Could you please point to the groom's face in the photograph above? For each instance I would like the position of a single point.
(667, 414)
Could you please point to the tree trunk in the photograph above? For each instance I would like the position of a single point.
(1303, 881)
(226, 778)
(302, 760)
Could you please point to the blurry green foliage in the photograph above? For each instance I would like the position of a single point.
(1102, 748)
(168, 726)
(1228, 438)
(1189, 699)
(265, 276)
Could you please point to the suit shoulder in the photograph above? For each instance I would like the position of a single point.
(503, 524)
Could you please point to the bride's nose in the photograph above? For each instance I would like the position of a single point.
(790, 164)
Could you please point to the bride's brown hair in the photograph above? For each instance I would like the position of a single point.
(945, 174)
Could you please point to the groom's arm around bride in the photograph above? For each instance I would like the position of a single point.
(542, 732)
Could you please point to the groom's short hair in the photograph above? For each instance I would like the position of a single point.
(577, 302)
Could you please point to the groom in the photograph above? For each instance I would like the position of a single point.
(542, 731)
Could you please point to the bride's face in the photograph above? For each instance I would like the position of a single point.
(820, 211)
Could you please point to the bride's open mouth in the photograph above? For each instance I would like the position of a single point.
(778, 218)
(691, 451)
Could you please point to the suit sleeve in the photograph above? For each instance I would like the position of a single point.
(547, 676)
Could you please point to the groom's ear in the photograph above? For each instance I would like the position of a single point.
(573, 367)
◇ ◇ ◇
:: Assignment ::
Copy out every entry, keeping each line exactly as it is.

:: Result of this task ::
Could you please point to the groom's face in the photograph above? For each instance I would like the position of a single point.
(667, 414)
Could you please point to the tree trunk in the photograph above? For each instance I would like the position of a single point.
(1303, 881)
(226, 778)
(302, 760)
Could you please point to the blurry green foliage in the photograph above? For each instance I would like the position of a single point.
(1102, 748)
(168, 726)
(1228, 438)
(1189, 699)
(265, 276)
Could you please point to the suit shoulder in the photograph above? For each instance I would like the position of a single point.
(503, 524)
Could you please point to the bride's nose in the photograph above? For each instance I would like the position of a single point.
(790, 164)
Could you please point to the bride's brown hair in the photograph above? For each instance I would like the position of a single point.
(945, 174)
Could you please point to the groom's arm around bride in the photograph above? For each instance I would like the position of a single point.
(542, 732)
Could you please point to the groom's short hair in the photograph above? For each instance I would like the position of a single point.
(577, 302)
Could you please point to the groom in the photograph above? For each instance I would like the position of a single point.
(542, 731)
Could you please point to the bride's face in the photograph above? For each instance I would like the position of a single point.
(820, 211)
Could you please point to the bride's open mouth in the photograph above? For each instance I would like the position of a single point.
(778, 218)
(691, 451)
Could you please point to the suit sleeve in the photograph above? For each instance I would like the position of a single point.
(547, 676)
Could you please point to the groom's ear in the photograph above? For each instance I would like the position of a single point.
(573, 367)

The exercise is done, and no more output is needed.